DATASET EXCERPTS START

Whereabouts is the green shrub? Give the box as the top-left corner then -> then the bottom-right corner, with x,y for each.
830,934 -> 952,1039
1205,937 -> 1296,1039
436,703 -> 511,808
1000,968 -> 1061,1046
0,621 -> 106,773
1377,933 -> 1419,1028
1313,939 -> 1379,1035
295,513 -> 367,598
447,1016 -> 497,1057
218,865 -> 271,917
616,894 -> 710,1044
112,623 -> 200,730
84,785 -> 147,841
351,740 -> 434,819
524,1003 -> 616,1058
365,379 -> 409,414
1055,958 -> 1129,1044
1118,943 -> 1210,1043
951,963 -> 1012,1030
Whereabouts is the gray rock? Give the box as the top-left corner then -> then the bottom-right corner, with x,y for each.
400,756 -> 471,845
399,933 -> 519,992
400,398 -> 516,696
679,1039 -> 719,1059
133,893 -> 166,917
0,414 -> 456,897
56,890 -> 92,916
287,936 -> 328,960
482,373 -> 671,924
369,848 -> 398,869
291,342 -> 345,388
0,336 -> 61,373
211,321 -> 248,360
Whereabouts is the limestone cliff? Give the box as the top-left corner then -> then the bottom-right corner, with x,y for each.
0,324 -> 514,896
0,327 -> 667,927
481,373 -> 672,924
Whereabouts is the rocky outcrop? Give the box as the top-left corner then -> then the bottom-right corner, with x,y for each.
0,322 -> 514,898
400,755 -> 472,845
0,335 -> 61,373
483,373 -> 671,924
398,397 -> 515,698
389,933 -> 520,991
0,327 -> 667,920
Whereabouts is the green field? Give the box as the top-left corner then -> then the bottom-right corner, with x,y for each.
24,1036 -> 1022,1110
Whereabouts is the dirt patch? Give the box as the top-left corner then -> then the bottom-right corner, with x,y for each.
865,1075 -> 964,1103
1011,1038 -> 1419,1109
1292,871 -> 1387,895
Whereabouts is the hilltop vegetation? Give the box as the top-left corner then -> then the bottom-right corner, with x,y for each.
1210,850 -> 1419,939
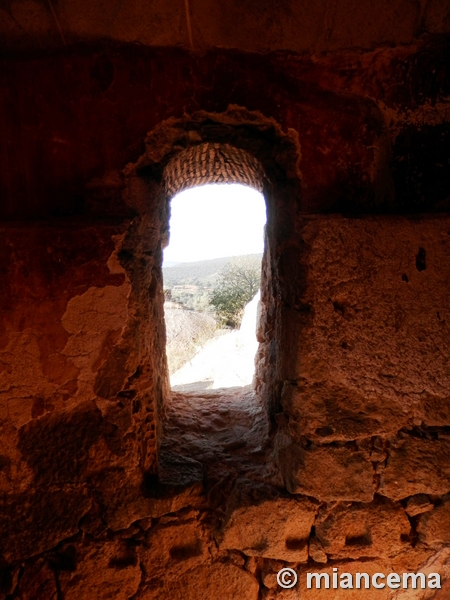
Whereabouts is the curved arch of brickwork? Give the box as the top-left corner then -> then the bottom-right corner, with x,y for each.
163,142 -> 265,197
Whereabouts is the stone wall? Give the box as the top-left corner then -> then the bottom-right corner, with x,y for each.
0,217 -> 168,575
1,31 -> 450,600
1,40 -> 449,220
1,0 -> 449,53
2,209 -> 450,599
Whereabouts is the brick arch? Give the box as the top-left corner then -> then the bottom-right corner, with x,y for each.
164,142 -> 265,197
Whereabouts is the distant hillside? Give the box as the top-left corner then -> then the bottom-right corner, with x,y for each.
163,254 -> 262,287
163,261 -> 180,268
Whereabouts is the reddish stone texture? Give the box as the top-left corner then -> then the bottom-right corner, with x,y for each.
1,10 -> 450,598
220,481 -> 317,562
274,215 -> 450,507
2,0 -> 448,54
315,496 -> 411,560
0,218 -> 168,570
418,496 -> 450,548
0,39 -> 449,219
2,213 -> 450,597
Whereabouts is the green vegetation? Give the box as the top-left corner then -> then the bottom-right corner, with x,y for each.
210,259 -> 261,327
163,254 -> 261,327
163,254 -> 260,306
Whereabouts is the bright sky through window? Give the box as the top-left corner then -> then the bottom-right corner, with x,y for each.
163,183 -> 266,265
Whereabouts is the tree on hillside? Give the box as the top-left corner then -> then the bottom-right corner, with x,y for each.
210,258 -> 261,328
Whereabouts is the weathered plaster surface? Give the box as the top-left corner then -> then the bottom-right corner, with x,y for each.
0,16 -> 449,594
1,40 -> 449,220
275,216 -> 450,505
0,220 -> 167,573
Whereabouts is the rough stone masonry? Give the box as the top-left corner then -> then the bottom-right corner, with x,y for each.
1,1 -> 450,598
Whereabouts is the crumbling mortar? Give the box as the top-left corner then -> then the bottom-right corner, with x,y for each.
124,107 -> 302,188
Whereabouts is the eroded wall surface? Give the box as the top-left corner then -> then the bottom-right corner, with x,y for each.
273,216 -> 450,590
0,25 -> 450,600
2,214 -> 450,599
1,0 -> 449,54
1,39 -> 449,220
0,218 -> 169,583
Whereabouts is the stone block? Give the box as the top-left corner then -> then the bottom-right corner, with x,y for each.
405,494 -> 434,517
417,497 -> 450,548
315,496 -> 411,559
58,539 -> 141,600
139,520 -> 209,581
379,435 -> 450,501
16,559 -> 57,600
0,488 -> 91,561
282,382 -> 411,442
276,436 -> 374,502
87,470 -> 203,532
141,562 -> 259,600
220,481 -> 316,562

DATASET EXCERPTS END
DATASET EXCERPTS START

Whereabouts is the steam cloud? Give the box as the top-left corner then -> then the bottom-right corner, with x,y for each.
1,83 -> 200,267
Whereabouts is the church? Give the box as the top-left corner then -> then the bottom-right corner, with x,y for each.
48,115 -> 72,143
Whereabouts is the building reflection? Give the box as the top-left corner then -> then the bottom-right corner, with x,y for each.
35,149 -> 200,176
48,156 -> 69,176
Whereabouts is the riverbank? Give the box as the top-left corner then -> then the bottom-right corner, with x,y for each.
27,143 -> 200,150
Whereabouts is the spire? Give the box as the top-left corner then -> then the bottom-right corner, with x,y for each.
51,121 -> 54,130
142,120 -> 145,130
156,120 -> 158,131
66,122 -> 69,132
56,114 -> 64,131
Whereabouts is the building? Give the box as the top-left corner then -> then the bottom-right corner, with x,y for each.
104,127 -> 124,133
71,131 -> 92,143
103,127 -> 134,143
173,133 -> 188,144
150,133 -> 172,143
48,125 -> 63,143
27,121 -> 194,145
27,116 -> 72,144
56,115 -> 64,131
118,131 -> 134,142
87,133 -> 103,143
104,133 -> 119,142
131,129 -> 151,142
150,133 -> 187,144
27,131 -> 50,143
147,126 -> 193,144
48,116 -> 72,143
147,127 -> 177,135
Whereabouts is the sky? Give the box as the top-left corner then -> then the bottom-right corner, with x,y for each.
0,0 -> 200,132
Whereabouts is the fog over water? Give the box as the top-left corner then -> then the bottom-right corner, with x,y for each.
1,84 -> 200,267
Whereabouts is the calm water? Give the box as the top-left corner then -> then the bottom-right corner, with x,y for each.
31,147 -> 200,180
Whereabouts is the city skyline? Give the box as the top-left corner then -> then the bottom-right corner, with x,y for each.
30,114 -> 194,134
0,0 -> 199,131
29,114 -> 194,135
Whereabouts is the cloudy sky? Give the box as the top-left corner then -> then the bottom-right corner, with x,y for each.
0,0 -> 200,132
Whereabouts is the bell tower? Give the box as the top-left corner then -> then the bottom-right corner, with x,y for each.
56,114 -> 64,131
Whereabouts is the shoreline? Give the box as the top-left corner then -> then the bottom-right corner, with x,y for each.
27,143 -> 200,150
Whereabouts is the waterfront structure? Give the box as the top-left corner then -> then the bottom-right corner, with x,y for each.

DATASET EXCERPTS END

WORK ORDER:
Starting with the line with "Whereabouts is the shoreline?" above and going on through the line with "Whereabouts is the waterfront", transcribe every line exactly, both ends included, and add nothing.

TASK ANSWER:
Whereabouts is the shoreline? Give the box as the top-left corner then -> then the bottom-right corner, with x,y for each.
27,143 -> 200,150
Whereabouts is the waterfront structure? Give the box as the top-left corner then -> then the bottom-right corner, with x,y for each.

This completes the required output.